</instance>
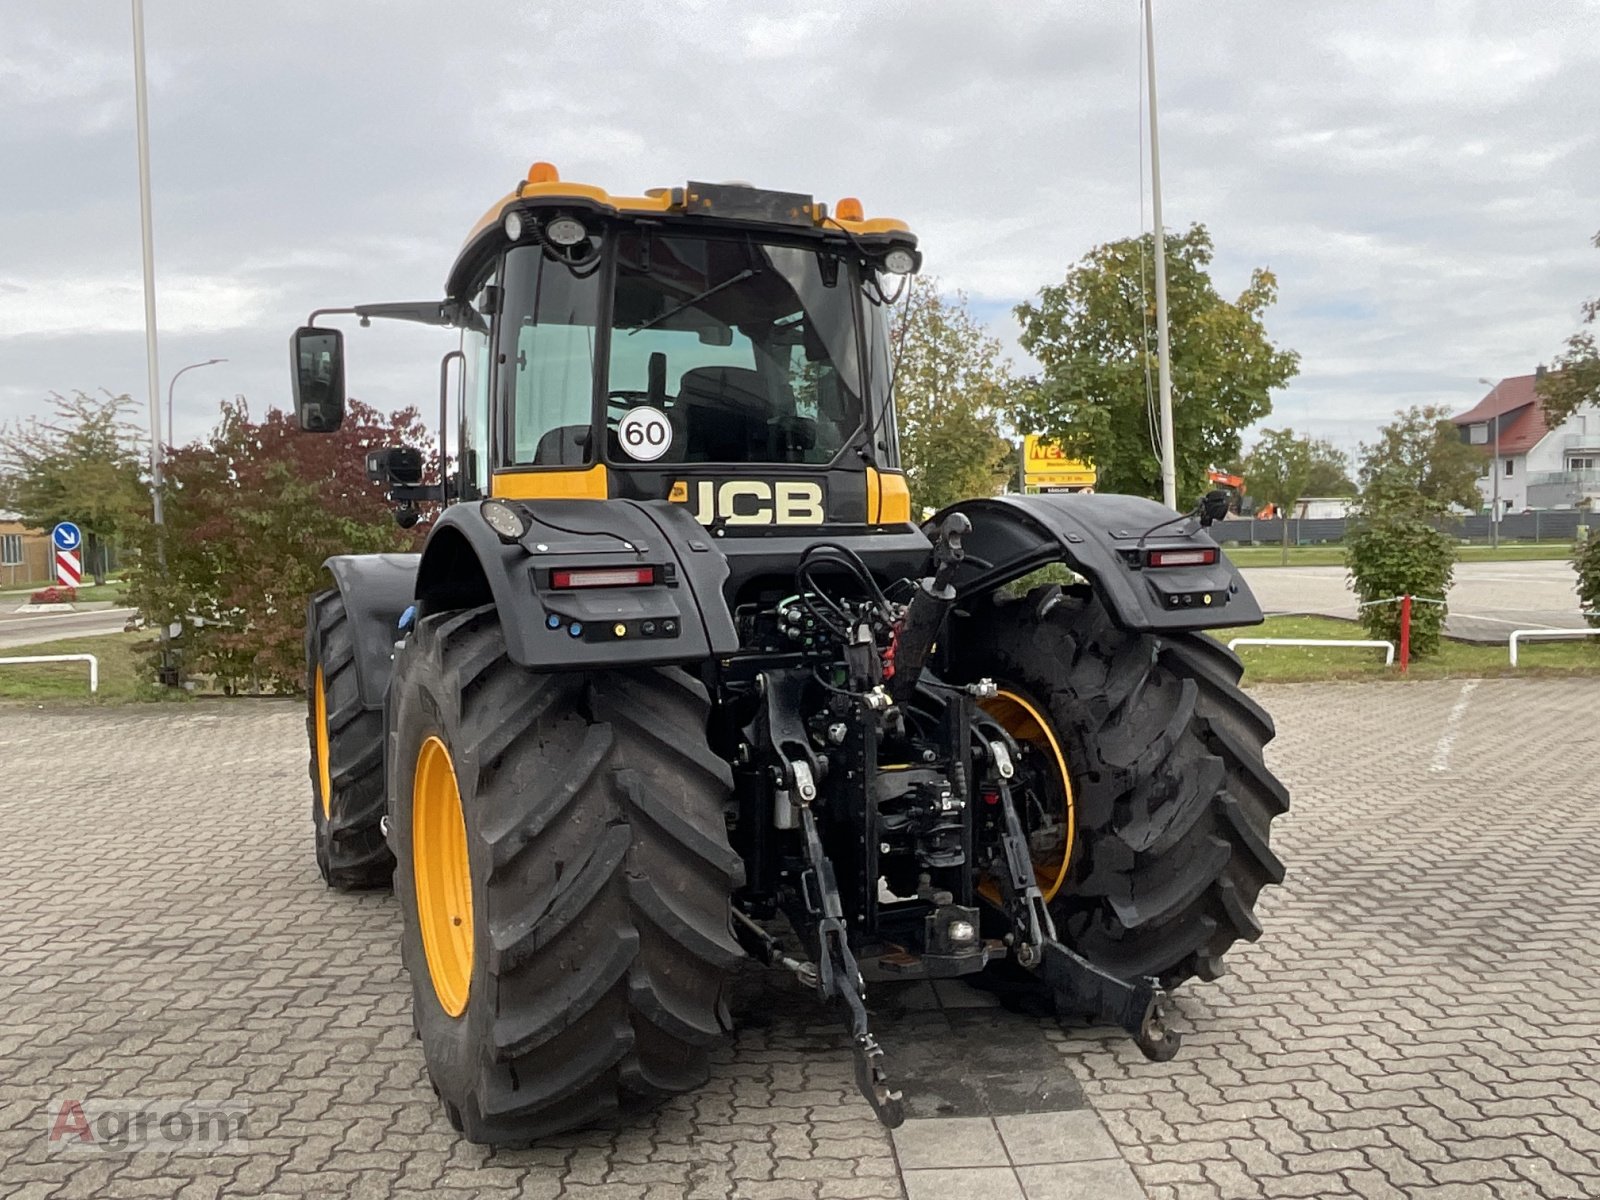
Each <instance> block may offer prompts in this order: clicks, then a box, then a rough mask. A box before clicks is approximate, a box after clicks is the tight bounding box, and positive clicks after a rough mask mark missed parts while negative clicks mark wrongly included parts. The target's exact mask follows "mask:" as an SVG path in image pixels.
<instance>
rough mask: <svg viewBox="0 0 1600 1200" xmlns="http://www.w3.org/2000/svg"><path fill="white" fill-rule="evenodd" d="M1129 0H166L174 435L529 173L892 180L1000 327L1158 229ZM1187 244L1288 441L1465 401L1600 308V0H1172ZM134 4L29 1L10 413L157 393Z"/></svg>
mask: <svg viewBox="0 0 1600 1200" xmlns="http://www.w3.org/2000/svg"><path fill="white" fill-rule="evenodd" d="M1138 30H1139V18H1138V2H1136V0H1118V2H1115V3H1114V2H1112V0H1070V2H1069V0H1056V2H1053V3H1045V2H1038V3H1021V2H1018V0H1013V2H1011V3H979V2H978V0H968V2H966V3H933V2H923V3H869V2H856V3H837V2H835V0H813V3H808V5H803V6H792V5H787V6H779V5H765V3H749V2H747V0H746V2H742V3H739V2H733V0H730V2H725V3H715V2H712V0H698V2H691V3H648V2H643V0H634V2H632V3H621V5H618V3H610V2H603V3H589V5H554V3H510V0H501V2H499V3H474V5H445V3H437V2H434V3H414V2H411V3H394V2H390V3H373V2H365V3H357V2H350V0H342V2H341V3H299V2H296V3H290V2H285V0H275V2H274V3H264V5H262V3H251V5H246V3H216V2H214V0H206V2H202V0H147V18H146V38H147V53H149V64H150V136H152V160H154V187H155V243H157V259H158V310H160V330H162V334H160V355H162V378H163V387H165V381H166V378H168V376H170V373H171V371H174V370H176V368H179V366H182V365H184V363H190V362H195V360H200V358H210V357H226V358H229V362H227V363H224V365H219V366H210V368H206V370H205V371H192V373H189V374H187V376H184V379H182V381H181V382H179V386H178V390H179V398H178V419H176V426H178V435H179V438H187V437H192V435H195V434H198V432H200V430H202V429H203V427H206V426H208V424H210V421H211V416H213V413H214V410H216V402H218V400H219V398H221V397H224V395H232V394H235V392H243V394H245V395H248V397H250V398H251V402H253V403H256V405H258V406H261V405H266V403H283V402H285V394H286V378H288V370H286V357H288V334H290V331H291V328H293V326H294V325H298V323H299V322H301V320H302V318H304V315H306V314H307V310H310V309H312V307H318V306H333V304H347V302H357V301H384V299H424V298H434V296H437V294H438V290H440V285H442V280H443V275H445V270H446V267H448V264H450V261H451V258H453V254H454V251H456V248H458V245H459V242H461V238H462V237H464V234H466V230H467V229H469V227H470V224H472V222H474V221H475V219H477V218H478V216H480V213H482V211H483V210H485V208H486V206H488V205H490V203H491V202H493V200H494V198H498V197H499V195H501V194H502V192H506V190H507V189H509V187H510V186H512V184H514V181H515V179H517V178H520V174H522V173H523V171H525V170H526V165H528V162H531V160H533V158H549V160H552V162H555V163H557V165H558V166H560V170H562V173H563V176H565V178H568V179H584V181H592V182H598V184H603V186H608V187H611V189H613V190H634V189H642V187H648V186H656V184H675V182H682V181H683V179H688V178H702V179H750V181H755V182H760V184H765V186H771V187H782V189H792V190H811V192H816V194H818V195H819V197H821V198H824V200H837V198H838V197H840V195H859V197H861V198H862V200H864V203H866V206H867V211H869V214H870V213H890V214H896V216H902V218H904V219H907V221H909V222H910V224H912V227H914V229H917V230H918V234H920V235H922V240H923V250H925V251H926V269H928V270H931V272H934V274H938V275H939V277H941V278H942V280H944V283H946V285H949V286H954V288H963V290H965V291H966V293H968V296H970V298H971V301H973V304H974V306H976V307H978V310H979V312H981V314H982V315H984V317H986V318H987V320H989V322H990V325H992V328H994V330H995V331H997V333H1000V334H1002V336H1005V338H1006V339H1008V341H1011V339H1013V338H1014V323H1013V320H1011V317H1010V309H1011V306H1014V304H1016V302H1018V301H1021V299H1024V298H1027V296H1030V294H1032V293H1034V291H1035V290H1037V288H1038V286H1040V285H1043V283H1046V282H1053V280H1058V278H1059V277H1061V275H1062V274H1064V270H1066V267H1067V266H1069V264H1070V262H1072V261H1075V259H1077V258H1078V256H1082V254H1083V253H1085V251H1086V250H1090V248H1091V246H1093V245H1096V243H1098V242H1104V240H1107V238H1114V237H1123V235H1128V234H1133V232H1136V230H1138V229H1139V221H1141V205H1139V142H1138V122H1139V107H1138V104H1139V72H1138V66H1139V58H1138V56H1139V37H1138ZM1157 50H1158V59H1160V62H1158V67H1160V88H1162V149H1163V176H1165V198H1166V224H1168V226H1178V227H1181V226H1186V224H1187V222H1190V221H1197V219H1198V221H1205V222H1208V224H1210V226H1211V230H1213V235H1214V238H1216V245H1218V262H1216V270H1214V274H1216V278H1218V283H1219V286H1221V288H1222V290H1224V291H1227V293H1232V291H1237V290H1238V288H1240V286H1242V285H1243V283H1245V280H1246V277H1248V270H1250V267H1253V266H1270V267H1272V269H1274V270H1275V272H1277V274H1278V278H1280V283H1282V298H1280V304H1278V306H1277V309H1275V310H1274V312H1272V314H1270V318H1269V328H1270V333H1272V334H1274V338H1277V339H1278V341H1280V342H1282V344H1285V346H1291V347H1294V349H1298V350H1299V352H1301V354H1302V366H1301V376H1299V378H1298V379H1296V381H1294V382H1293V384H1291V386H1290V387H1288V389H1286V390H1285V392H1283V394H1282V395H1280V397H1277V400H1275V410H1274V416H1272V418H1270V421H1269V424H1291V426H1294V427H1298V429H1304V430H1310V432H1317V434H1325V435H1331V437H1334V438H1336V440H1339V442H1342V443H1346V445H1352V443H1354V442H1355V440H1358V438H1360V437H1363V435H1368V434H1370V432H1371V430H1373V429H1374V426H1376V424H1378V422H1379V421H1381V419H1382V418H1384V416H1387V414H1389V413H1390V411H1392V410H1395V408H1397V406H1403V405H1410V403H1422V402H1442V403H1448V405H1456V406H1462V405H1467V403H1470V402H1474V400H1477V397H1478V395H1480V394H1482V390H1483V389H1482V387H1478V386H1477V379H1478V376H1502V374H1520V373H1525V371H1530V370H1533V365H1534V363H1536V362H1538V360H1541V358H1549V357H1550V355H1552V354H1554V352H1555V350H1557V349H1558V346H1560V341H1562V339H1563V338H1565V336H1566V333H1570V331H1571V330H1573V328H1574V323H1576V309H1578V302H1579V301H1581V299H1582V298H1584V296H1589V294H1595V293H1597V291H1600V253H1597V251H1595V250H1592V248H1590V246H1589V237H1590V235H1592V234H1594V232H1595V230H1597V229H1600V197H1597V192H1600V187H1597V186H1600V136H1597V122H1595V114H1597V112H1600V0H1520V2H1518V3H1515V5H1514V3H1504V2H1501V0H1480V2H1478V3H1472V2H1470V0H1453V2H1451V0H1438V2H1437V3H1435V2H1434V0H1405V3H1397V2H1395V0H1371V2H1363V0H1341V2H1331V0H1330V2H1328V3H1302V2H1301V0H1160V3H1158V8H1157ZM136 181H138V173H136V157H134V118H133V67H131V32H130V16H128V5H126V3H123V2H122V0H3V3H0V419H6V418H16V416H22V414H27V413H34V411H43V406H45V397H46V394H48V392H50V390H51V389H58V390H67V389H74V387H83V389H94V387H102V386H104V387H109V389H114V390H118V392H122V390H126V392H131V394H133V395H134V397H138V398H139V400H141V402H142V400H144V397H146V384H144V379H146V374H144V341H142V320H144V315H142V298H141V275H139V213H138V190H136ZM349 346H350V373H352V374H350V379H352V392H355V394H357V395H362V397H363V398H368V400H371V402H374V403H379V405H382V406H398V405H402V403H419V405H422V406H424V408H426V406H429V405H430V403H432V400H434V395H435V379H437V357H438V354H442V352H443V350H445V349H446V346H448V339H446V338H445V336H443V334H442V333H437V331H430V330H419V328H414V326H398V328H394V326H392V328H387V330H384V328H379V326H374V328H373V330H368V331H360V333H355V334H352V338H350V342H349Z"/></svg>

■ What to do: If a line in the data contains the string "rough", count it, then give the total and nothing else.

■ Reply: 2